:: The tasks ::
**1)** Answer these about the passage on optical SETI:
(a) Which mission will look for transiting Earth-sized planets?
(b) In what city and state is the SETI Institute located?
(c) With good astrometric information, how powerful does the transmitter need to be?
**2)** Return the passage on optical SETI word for word, from "NASA's Kepler mission" up to and including "say 12:00 noon.".

:: Selection ::
==*==

NASA's Kepler mission will look for transiting Earth-sized planets. Any nearby extraterrestrial civilization with their own similar research program would note Earth's yearly transit of the Sun (from their vantage point), and might use this as a unique moment in time to send an optical signal to us. This is analogous to meeting someone for the first time in a new city. You might pick a common meeting time that is obvious to both of you, say 12:00 noon.
A Scheme for Targeting Optical SETI Observations
Seth Shostak (1) and Ray Villard (2)
(1) SETI Institute, Mountain View, CA
(2) Space Telescope Science Institute, Baltimore, MD
Abstract
In optical SETI (OSETI) experiments, it is generally assumed that signals will be deliberate, narrowly targeted beacons sent by extraterrestrial societies to large numbers of candidate star systems. If this is so, then it may be unrealistic to expect a high duty cycle for the received signal. Ergo, an advantage accrues to any OSETI scheme that realistically suggests where and when to search. In this paper, we elaborate a proposal [1] for selecting regions of sky for intensive optical SETI monitoring based on characteristics of our solar system that would be visible at great distance. This can enormously lessen the amount of sky that needs to be searched. In addition, this is an attractive approach for the transmitting society because it both increases the chances of reception and provides a large reduction in energy required. With good astrometric information, the transmitter need be no more powerful than an automobile tail light.

==*==

:: Data supplied ::

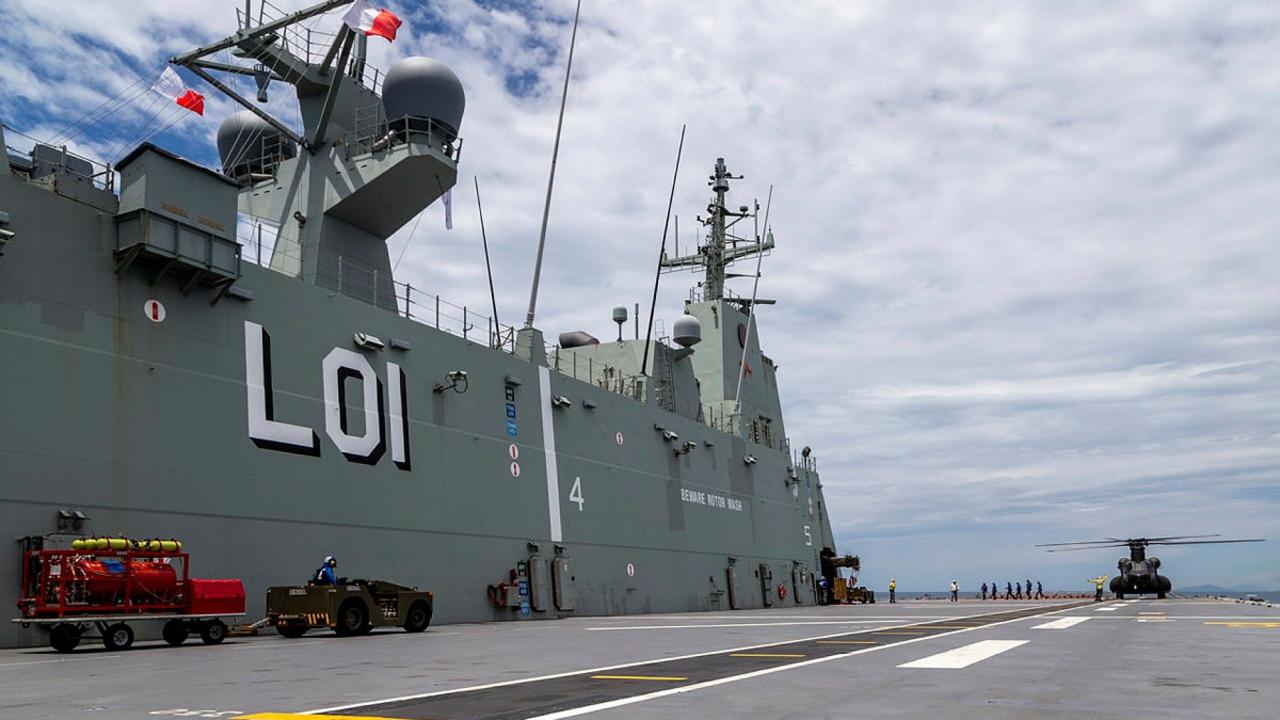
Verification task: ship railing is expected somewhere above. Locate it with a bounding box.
[236,0,385,95]
[547,343,646,402]
[237,233,516,352]
[343,112,462,163]
[3,126,115,192]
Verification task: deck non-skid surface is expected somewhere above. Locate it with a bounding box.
[302,603,1082,720]
[0,598,1280,720]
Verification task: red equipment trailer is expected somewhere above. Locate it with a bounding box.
[14,537,244,652]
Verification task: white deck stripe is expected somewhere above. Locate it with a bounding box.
[538,366,563,542]
[899,641,1027,670]
[1032,618,1088,630]
[588,618,916,633]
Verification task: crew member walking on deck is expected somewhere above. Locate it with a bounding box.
[312,555,338,585]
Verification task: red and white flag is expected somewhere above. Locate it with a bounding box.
[342,0,403,41]
[151,68,205,115]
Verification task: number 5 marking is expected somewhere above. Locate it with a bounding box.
[568,478,586,512]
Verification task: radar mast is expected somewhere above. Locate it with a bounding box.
[662,158,773,302]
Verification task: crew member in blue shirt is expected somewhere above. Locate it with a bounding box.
[315,555,338,585]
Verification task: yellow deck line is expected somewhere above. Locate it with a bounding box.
[591,675,689,683]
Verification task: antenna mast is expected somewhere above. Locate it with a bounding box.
[662,158,773,302]
[525,0,582,328]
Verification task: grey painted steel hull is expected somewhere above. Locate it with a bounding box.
[0,170,833,646]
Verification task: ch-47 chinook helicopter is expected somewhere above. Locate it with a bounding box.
[1036,534,1265,600]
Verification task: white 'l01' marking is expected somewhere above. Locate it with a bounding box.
[1032,618,1088,630]
[538,368,562,542]
[899,641,1027,670]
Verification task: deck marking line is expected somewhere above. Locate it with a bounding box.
[586,618,914,633]
[899,641,1027,670]
[1032,618,1089,630]
[818,641,879,644]
[591,675,689,683]
[0,655,119,667]
[514,606,1074,720]
[538,365,563,542]
[303,605,1076,720]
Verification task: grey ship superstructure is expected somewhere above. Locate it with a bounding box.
[0,1,835,646]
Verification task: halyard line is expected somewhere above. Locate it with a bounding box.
[514,606,1075,720]
[302,605,1074,720]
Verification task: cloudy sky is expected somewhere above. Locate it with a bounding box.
[0,0,1280,589]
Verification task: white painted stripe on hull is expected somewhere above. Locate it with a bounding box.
[1032,618,1088,630]
[899,641,1027,670]
[538,368,563,542]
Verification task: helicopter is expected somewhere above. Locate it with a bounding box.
[1036,534,1266,600]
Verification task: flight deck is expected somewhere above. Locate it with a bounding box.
[0,600,1280,720]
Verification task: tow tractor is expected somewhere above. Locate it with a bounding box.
[266,578,434,638]
[13,537,244,652]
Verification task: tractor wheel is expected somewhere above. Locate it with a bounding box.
[102,623,133,651]
[49,623,81,652]
[334,600,369,637]
[160,620,188,647]
[404,600,431,633]
[200,619,227,644]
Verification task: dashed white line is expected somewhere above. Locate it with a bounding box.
[1032,618,1089,630]
[899,641,1027,670]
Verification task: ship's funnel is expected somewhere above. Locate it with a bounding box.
[383,58,467,142]
[218,110,297,178]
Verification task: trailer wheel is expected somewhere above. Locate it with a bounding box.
[334,598,369,637]
[200,619,227,644]
[160,620,188,647]
[404,600,431,633]
[49,623,81,652]
[102,623,133,651]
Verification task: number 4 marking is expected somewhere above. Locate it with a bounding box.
[568,478,586,512]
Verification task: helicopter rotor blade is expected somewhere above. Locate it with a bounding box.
[1152,538,1267,544]
[1044,543,1129,552]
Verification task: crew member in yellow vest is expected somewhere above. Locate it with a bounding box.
[1089,575,1107,602]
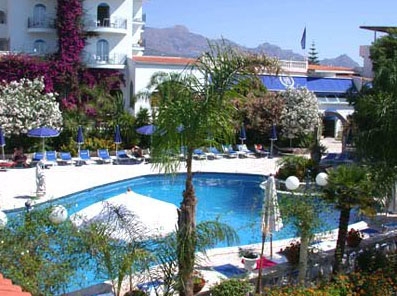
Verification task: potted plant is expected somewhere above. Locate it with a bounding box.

==*==

:: In response ::
**1)**
(a) NASA's Kepler mission.
(b) Mountain View, CA.
(c) No more powerful than an automobile tail light.

**2)**
NASA's Kepler mission will look for transiting Earth-sized planets. Any nearby extraterrestrial civilization with their own similar research program would note Earth's yearly transit of the Sun (from their vantage point), and might use this as a unique moment in time to send an optical signal to us. This is analogous to meeting someone for the first time in a new city. You might pick a common meeting time that is obvious to both of you, say 12:00 noon.